■ Kutipan Terpilih ■
------------------------------------------------------------

Isi Artikel |
Podcast sebagai strategi untuk merebut hati pelanggan dan pembaca muda. Dominasi konsumen podcast dari kalangan muda diharapkan terbentuk kebiasaan baru untuk mau berlangganan pada bisnis inti produsen konten berita.
Oleh MAHATMA CHRYSHNA
Tahun 2020 dianggap sebagai awal kebangkitan ”new golden age of audio” dengan meluasnya konsumsi ”podcast”. Fenomena itu dimanfaatkan media berita digital untuk mendekatkan diri pada pelanggan muda.
Reuters Institute, lembaga penelitian media digital, kembali merilis ramalan tren jurnalisme 10 tahun ke depan. Salah satunya, pendapatan dari pembaca dan strategi diversifikasi produk dari media berita digital akan mulai menanjak sepanjang 2020. Selain itu, 2020 juga dianggap sebagai kebangkitan new golden age of audio.
Reuters Institute mengidentifikasi munculnya 60 podcast berita harian di lima negara dalam 18 bulan terakhir hingga Desember 2019. Selain itu, dari sisi jumlah pendengar, The Infinite Dial 2019 melaporkan bahwa pada 2019 terdapat 51 persen penduduk berusia 12 tahun ke atas di AS yang mendengarkan podcast.
Jumlah ini meningkat hampir dua kali lipat dari survei yang mereka lakukan pada 2012. Bagaimana peluang bisnis podcast, terutama bagi produsen konten berita digital?

------------------------------------------------------------

■ Catatan Data ■

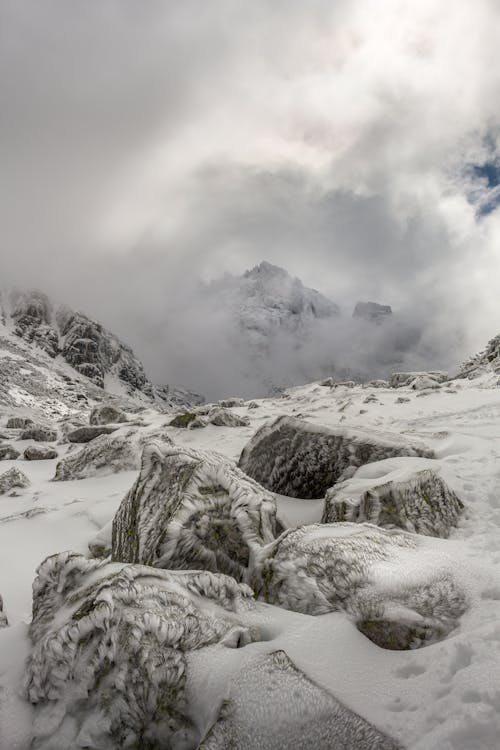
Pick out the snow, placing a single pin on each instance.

------------------------------------------------------------

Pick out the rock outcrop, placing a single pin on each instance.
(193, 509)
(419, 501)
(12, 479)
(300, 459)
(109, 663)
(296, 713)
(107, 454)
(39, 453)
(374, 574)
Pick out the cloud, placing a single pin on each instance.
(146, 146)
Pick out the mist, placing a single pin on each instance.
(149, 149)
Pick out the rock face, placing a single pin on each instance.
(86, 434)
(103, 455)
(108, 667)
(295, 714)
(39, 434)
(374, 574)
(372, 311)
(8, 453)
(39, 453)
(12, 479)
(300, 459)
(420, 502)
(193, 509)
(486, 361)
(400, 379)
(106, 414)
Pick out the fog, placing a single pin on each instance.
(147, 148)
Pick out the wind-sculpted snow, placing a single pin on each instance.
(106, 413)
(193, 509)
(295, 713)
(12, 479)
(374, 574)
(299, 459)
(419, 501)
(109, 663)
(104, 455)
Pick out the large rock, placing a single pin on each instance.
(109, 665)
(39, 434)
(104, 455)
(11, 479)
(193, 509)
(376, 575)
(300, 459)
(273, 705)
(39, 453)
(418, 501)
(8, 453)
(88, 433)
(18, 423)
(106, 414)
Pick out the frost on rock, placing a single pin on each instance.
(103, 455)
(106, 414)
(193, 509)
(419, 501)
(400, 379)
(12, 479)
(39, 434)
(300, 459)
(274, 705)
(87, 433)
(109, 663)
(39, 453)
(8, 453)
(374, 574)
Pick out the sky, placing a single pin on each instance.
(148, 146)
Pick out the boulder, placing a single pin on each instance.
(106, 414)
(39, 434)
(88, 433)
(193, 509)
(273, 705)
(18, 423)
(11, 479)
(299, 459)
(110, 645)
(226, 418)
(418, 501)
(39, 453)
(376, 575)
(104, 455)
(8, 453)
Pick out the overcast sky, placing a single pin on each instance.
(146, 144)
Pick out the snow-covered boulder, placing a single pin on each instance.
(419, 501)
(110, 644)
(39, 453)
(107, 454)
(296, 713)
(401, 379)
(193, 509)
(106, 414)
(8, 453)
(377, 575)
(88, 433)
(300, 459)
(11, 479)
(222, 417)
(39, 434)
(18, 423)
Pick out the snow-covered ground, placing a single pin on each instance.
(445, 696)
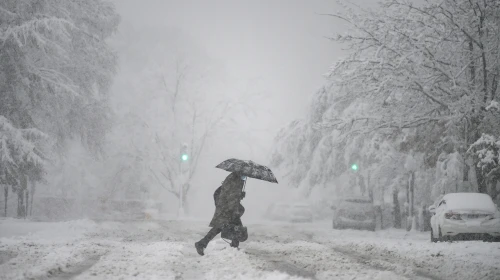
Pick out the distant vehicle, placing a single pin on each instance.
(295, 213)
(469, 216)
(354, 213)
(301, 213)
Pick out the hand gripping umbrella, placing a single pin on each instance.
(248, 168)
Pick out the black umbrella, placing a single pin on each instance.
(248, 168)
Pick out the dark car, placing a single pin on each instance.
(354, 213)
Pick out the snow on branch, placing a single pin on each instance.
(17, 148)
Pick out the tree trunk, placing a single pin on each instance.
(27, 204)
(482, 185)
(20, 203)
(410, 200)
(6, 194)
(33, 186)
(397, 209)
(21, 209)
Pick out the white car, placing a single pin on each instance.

------------------------------------------------------------

■ Ketentuan Tugas A ■
Jawablah pertanyaan berikut berdasarkan artikel tentang podcast:
(i) Lembaga apa yang merilis ramalan tren jurnalisme 10 tahun ke depan?
(ii) Berapa jumlah podcast berita harian yang teridentifikasi muncul di lima negara?
(iii) Menurut The Infinite Dial 2019, berapa persen penduduk AS berusia 12 tahun ke atas yang mendengarkan podcast pada 2019?
■ Ketentuan Tugas B ■
Lanjutkan artikel tentang podcast mulai dari sesudah kalimat terakhirnya.
Data ini tidak berhubungan dengan artikel tentang podcast.

■ Jawaban Benar A ■
(i) Reuters Institute
(ii) 60 podcast
(iii) 51 persen

■ Jawaban Benar B ■
Pertunjukan audio
Sebagai sebuah istilah, podcast muncul bersamaan dengan perkembangan Ipod. Istilah podcasting pertama kali muncul dalam artikel Ben Hammersley di The Guardian pada 12 Februari 2004. Awalnya, istilah podcast digunakan untuk menamai broadcasting yang dapat diakses dan diunduh melalui perangkat Ipod.
Selanjutnya, istilah podcast digunakan untuk menyebut semua serial audio digital dalam bentuk file yang dapat didengarkan, diunduh, ataupun dilanggani. Singkatnya, mengikuti definisi John Gruber, podcast tak lain pertunjukan audio (audio show) bagi semua orang. Semua podcast merupakan suatu pertunjukan (show) meski tak semua pertunjukan adalah podcast.
Podcast dapat dibedakan dari ”saudara”-nya, yakni native podcast dan radio catch-up. Istilah native podcast merujuk pada program audio yang sejak awal didesain sebagai program on demand, tanpa terkait jadwal siaran TV atau radio tertentu. Adapun radio catch-up dipahami program audio yang sebelumnya memang telah disiarkan di radio (atau bahkan di TV) yang lalu dapat dinikmati sesuai keinginan pendengar (on demand).
Dari penggolongan di atas, native podcast menjadi podcast paling banyak dikonsumsi di Amerika Serikat (AS), Inggris Raya, dan Australia, lebih daripada radio catch-up. Hanya di Perancis-lah jenis radio catch-up lebih dinikmati daripada jenis native podcast. Meningkatnya akses dan produksi podcast salah satunya dipengaruhi keunggulan podcast dibandingkan dengan radio. Podcast memiliki semua keunggulan radio, seperti multitasking dan mudah digunakan.
Akan tetapi, podcast punya ciri khas, yakni melibatkan kelompok-kelompok minat baru serta mampu menembus daerah-daerah yang tak tersentuh oleh sinyal radio. Berbagai keunggulan podcast yang membuatnya semakin digunakan luas menyisakan pertanyaan tentang keuntungan bisnis podcast.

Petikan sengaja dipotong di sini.